Copy out each line below in which the string "person" appears.

*** Source data

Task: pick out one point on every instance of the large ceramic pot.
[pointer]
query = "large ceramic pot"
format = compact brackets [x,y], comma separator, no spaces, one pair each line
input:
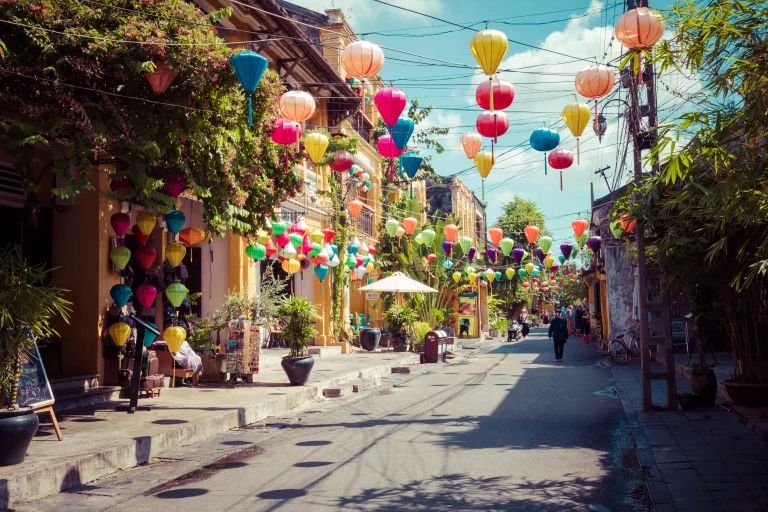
[747,394]
[369,339]
[704,384]
[298,369]
[17,428]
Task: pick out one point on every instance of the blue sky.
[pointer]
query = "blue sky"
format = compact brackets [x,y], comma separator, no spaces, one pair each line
[543,84]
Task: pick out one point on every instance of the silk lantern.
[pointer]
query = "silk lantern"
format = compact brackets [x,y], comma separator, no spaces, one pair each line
[576,116]
[471,143]
[146,293]
[175,253]
[146,256]
[544,140]
[120,294]
[503,94]
[175,219]
[316,144]
[297,106]
[484,162]
[286,132]
[176,293]
[120,223]
[174,336]
[531,234]
[249,67]
[119,332]
[496,233]
[120,256]
[560,159]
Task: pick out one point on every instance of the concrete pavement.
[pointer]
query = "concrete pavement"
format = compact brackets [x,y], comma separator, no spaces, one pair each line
[504,429]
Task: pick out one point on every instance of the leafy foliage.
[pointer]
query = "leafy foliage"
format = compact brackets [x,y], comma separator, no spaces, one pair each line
[84,98]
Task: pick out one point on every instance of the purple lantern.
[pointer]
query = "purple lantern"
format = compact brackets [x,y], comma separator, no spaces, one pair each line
[518,254]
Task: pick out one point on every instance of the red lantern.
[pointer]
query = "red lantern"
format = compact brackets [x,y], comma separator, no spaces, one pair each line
[503,94]
[146,256]
[120,223]
[286,133]
[390,103]
[492,124]
[161,78]
[560,159]
[342,161]
[140,237]
[146,294]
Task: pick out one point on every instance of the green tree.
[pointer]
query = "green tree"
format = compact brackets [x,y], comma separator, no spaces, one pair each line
[73,85]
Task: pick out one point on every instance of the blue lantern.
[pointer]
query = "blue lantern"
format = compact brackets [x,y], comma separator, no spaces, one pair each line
[249,67]
[175,219]
[545,139]
[120,293]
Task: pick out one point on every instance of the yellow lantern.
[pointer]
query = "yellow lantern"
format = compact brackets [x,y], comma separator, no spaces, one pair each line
[119,332]
[174,336]
[489,47]
[175,253]
[316,144]
[484,161]
[576,116]
[146,222]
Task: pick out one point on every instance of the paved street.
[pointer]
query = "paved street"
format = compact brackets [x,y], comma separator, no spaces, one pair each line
[504,429]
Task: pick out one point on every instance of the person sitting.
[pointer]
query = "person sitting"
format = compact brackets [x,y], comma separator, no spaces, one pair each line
[189,360]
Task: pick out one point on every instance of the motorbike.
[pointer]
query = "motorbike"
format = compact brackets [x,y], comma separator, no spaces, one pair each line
[514,331]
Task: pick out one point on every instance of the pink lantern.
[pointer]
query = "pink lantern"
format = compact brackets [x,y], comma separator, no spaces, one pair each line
[390,103]
[286,133]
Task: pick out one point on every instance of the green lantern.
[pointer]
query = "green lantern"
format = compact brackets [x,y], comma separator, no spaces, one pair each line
[392,226]
[465,243]
[545,243]
[427,237]
[120,256]
[176,294]
[506,244]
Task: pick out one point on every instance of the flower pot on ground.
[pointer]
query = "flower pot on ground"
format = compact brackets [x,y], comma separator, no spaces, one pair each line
[27,306]
[704,383]
[299,329]
[369,339]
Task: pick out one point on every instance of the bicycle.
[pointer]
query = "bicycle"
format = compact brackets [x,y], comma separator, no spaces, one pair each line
[619,351]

******

### Output below
Task: pick out one point on every instance of the person sitting.
query = "person sitting"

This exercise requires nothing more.